▸ **Given exercise**
Extend the biographical entry on ʿAbd-al-Qoddūs b. Solṭān Moḥammad below, picking up right after its final sentence.

▸ **Selected excerpt**
ʿABD-AL-QODDŪS B. SOLṬĀN MOḤAMMAD

 

ʿABD-AL-QODDŪS B. SOLṬĀN MOḤAMMAD B. SOLṬĀN PĀYANDA MOḤAMMADZĀY SARDĀR, called ŠAGASĪ, prominent Afghan military and political figure of the late 19th and early 20th centuries. He was born around 1840, a nephew of the Amīr Dūst Moḥammad Khan, and was associated early with ʿAbd-al-Raḥmān b. Moḥammad Afżal b. Dūst Moḥammad. In the late 1860s he was governor of Tāšqorḡān while Afghan Turkestan was under ʿAbd-al-Raḥmān’s control. He appears to have been with ʿAbd-al-Raḥmān during the latter’s exile in Russian Central Asia (1869-80). After ʿAbd-al-Raḥmān’s accession to the amirate of Afghanistan under British protection, ʿAbd-al-Qoddūs was briefly subordinate to the amir’s cousin, Moḥammad Esḥāq b. Moḥammad Aʿẓam, in Afghan Turkestan. In the 1881 struggle between ʿAbd-al-Raḥmān and Moḥammad Ayyūb, son of a previous amir, Šīr ʿAlī Khan, for Qandahār, ʿAbd-al-Qoddūs was sent by Moḥammad Esḥāq to seize Herat on ʿAbd-al-Raḥmān’s behalf. Herat was Moḥammad Ayyūb’s headquarters, but in his absence his supporters surrendered the city to ʿAbd-al-Qoddūs in Ḏu’l-qaʿda, 1298/October, 1881. ʿAbd-al-Qoddūs stayed on as governor of the city until 15 Ḏu’l-qaʿda 1299/28 September 1882. He was repeatedly reprimanded by the amir for what was seen in Kabul as administrative malfeasance. Recalled to Kabul, he was placed under house arrest until ʿĪd al-Feṭr 1304/23 June 1887, when he was rehabilitated and appointed administrator of the ṣandūq-e ʿadālat (an institution of public welfare by which government disbursements to the indigent were regularized; Serāǰ al-tawārīḵ, p. 437). He appears to have held this post until Ḏu’l-qaʿda, 1307/June-July, 1890, when ʿAbd-al-Raḥmān, then in Mazār-e Šarīf, ordered him to lead an expeditionary force into the Hazāraǰāt and bring that region under the control of Kabul. In Moḥarram, 1308/August-September, 1890 he was in Bāmīān, where he was ordered to rebuild an ancient Šahr-e Ḡolḡola as an army base. In the course of excavating, a number of archeological finds were made. Three types of buildings (se bāb-e ḵāna) were unearthed, each measuring thirty ḏaṛʿ in length, ten ḏaṛʿ in width, and ten ḏaṛʿ in height. A 700-year-old document (qabāla) was also discovered. It was sent to the amir who gave it to his son, Ḥabīballāh (Serāǰ al-tawārīḵ, p. 698).

▸ **Records shown**
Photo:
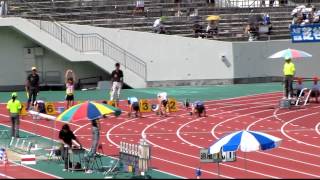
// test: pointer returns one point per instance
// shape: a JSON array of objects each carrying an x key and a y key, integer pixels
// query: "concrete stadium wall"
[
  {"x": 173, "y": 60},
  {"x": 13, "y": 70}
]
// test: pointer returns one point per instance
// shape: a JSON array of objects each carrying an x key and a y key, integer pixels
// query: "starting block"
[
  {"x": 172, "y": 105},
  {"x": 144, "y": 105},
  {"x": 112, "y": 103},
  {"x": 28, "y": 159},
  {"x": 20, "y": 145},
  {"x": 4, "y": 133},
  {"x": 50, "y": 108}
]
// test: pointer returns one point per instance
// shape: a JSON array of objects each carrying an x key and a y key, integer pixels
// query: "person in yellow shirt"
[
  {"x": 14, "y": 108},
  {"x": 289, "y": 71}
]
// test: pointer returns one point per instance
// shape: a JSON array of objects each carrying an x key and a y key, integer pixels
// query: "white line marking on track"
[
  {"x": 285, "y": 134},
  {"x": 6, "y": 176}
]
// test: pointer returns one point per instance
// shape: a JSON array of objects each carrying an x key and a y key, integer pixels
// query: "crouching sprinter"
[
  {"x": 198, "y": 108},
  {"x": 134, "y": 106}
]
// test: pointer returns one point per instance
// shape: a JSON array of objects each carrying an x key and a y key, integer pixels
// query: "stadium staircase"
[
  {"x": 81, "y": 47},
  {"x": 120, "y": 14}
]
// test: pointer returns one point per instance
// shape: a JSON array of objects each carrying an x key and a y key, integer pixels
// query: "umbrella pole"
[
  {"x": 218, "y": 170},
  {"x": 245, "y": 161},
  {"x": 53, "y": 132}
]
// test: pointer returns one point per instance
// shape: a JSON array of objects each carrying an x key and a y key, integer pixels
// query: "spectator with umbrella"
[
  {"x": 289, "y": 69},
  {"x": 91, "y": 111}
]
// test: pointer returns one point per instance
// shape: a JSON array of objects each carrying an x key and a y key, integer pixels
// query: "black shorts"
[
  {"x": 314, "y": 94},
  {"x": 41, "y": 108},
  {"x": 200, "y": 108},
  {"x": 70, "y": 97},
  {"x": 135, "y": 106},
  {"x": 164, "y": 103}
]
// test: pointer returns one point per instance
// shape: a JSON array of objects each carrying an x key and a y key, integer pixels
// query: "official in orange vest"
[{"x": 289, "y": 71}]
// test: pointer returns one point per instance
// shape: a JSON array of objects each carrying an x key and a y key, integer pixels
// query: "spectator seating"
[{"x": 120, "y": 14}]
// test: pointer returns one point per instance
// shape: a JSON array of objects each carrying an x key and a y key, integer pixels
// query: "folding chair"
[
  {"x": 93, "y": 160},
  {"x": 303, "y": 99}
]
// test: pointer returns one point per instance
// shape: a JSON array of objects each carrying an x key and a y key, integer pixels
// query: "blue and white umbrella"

▸ **Output**
The subsequent war against the Hazāras, in which ʿAbd-al-Qoddūs was heavily involved, was a long and difficult one with racial, religious, and economic overtones. ʿAbd-al-Qoddūs’ policies from the beginning were ineffective in exploiting the strong support for the Kabul government that had long existed in many areas of the Hazāraǰāt. His officials imposed burdensome provisioning requirements on the loyal Hazāra population, and his subordinates treated the people as a conquered population and publicly taunted them as koffār for their adherence to Eṯnā-ʿašarī Shiʿism. Moreover, ʿAbd-al-Qoddūs himself outraged the moral sensibilities of the Hazāras of Orūzgān, the chief city of the Hazāraǰāt, by taking Hazāra women into concubinage, a practice that his officers also adopted. He remained in the vicinity of Orūzgān for nearly a year but was then recalled to Kabul in Rabīʿ I, 1310/October, 1892, partly because of his incapacitation as a result of illness and partly as a result of his inept policies which by this time had alienated loyal Hazāras and brought the region into open armed resistance to Kabul.

On his return, ʿAbd-al-Raḥmān appointed him court chamberlain (īšīk āqāsī, whence apparently the soubriquet Šagasī), in which position he remained for the next decade. After ʿAbd-al-Raḥmān’s death in 1901 and the accession of his son, Ḥabīballāh, ʿAbd-al-Qoddūs became the latter’s closest advisor. In 1905, during the Afghan-Anglo negotiations carried out by Ḥabīballāh Khan and Louis W. Dane, ʿAbd-al-Qoddūs’s influence was crucial in gaining favorable terms for the Afghan side. He maintained an intensely nationalistic posture in all his policy recommendations, including his decisive advocacy of Afghan neutrality during the First World War.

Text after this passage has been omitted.